═══ Source ═══
Gillis received criticism in September 2019 after videos of him using slurs resurfaced online. A podcast guest appearance in 2018 featured Gillis stating, “Chinatown is fucking crazy… Let the fucking ch—s live there.” Another video saw Gillis calling then-presidential candidate Andrew Yang a “Jew ch—.”

At the time, Gillis had been recently announced as a new member of “Saturday Night Live,” but the controversy was followed by him being dropped from the show just four days after the casting. In a statement at the time, Gillis said, “I’m happy to apologize to anyone who’s actually offended by anything I said. My intention is never to hurt anyone. But I’m trying to be -

the best comedian I can be. And sometimes that requires risks.”

MANAA founding president Guy Aoki called the quote a “lame apology” at the Chinatown press conference on Thursday. Gillis would later renege his apology on another podcast in November 2019: “Saying that I felt fucking corny. I don’t know if I really hurt too many people.”
═══
> Exercise
Answer these from the passage about Gillis:
(a) How many days after his casting on "Saturday Night Live" was Gillis dropped from the show?
(b) Who called his statement a "lame apology"?
(c) When and where did Gillis go back on his apology?
Draw only on the text above.
═══ Material provided ═══
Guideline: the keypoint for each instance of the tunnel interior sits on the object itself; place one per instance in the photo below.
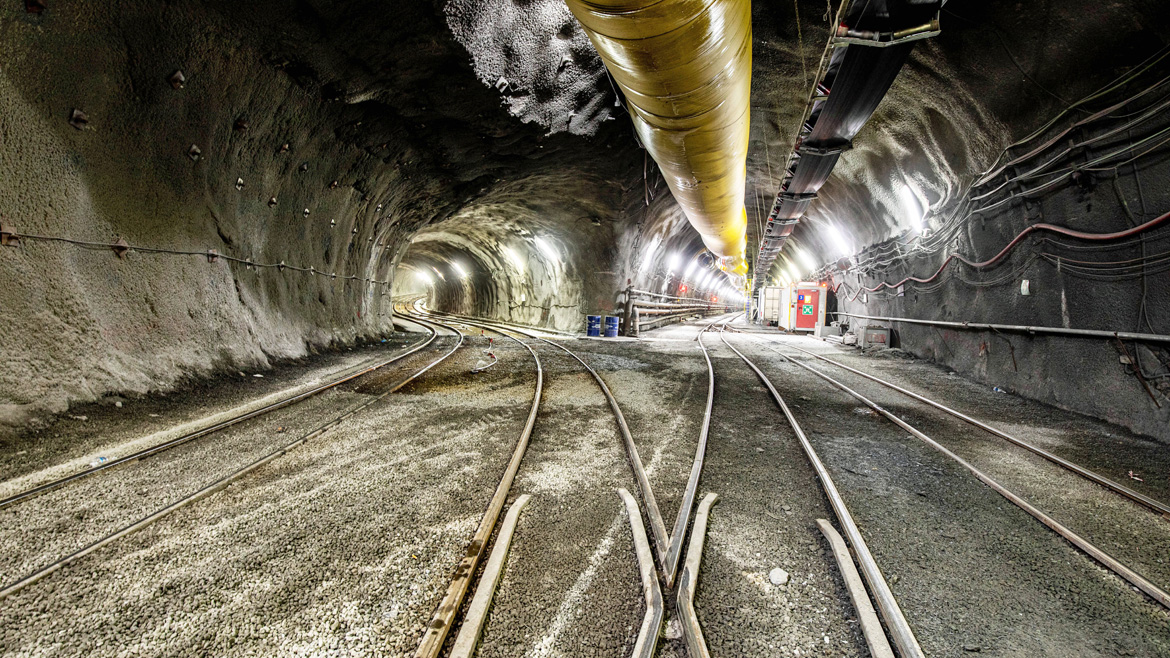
(197, 192)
═══
> Answer to the exercise
(a) Four days.
(b) Guy Aoki, the founding president of MANAA.
(c) In November 2019, on another podcast.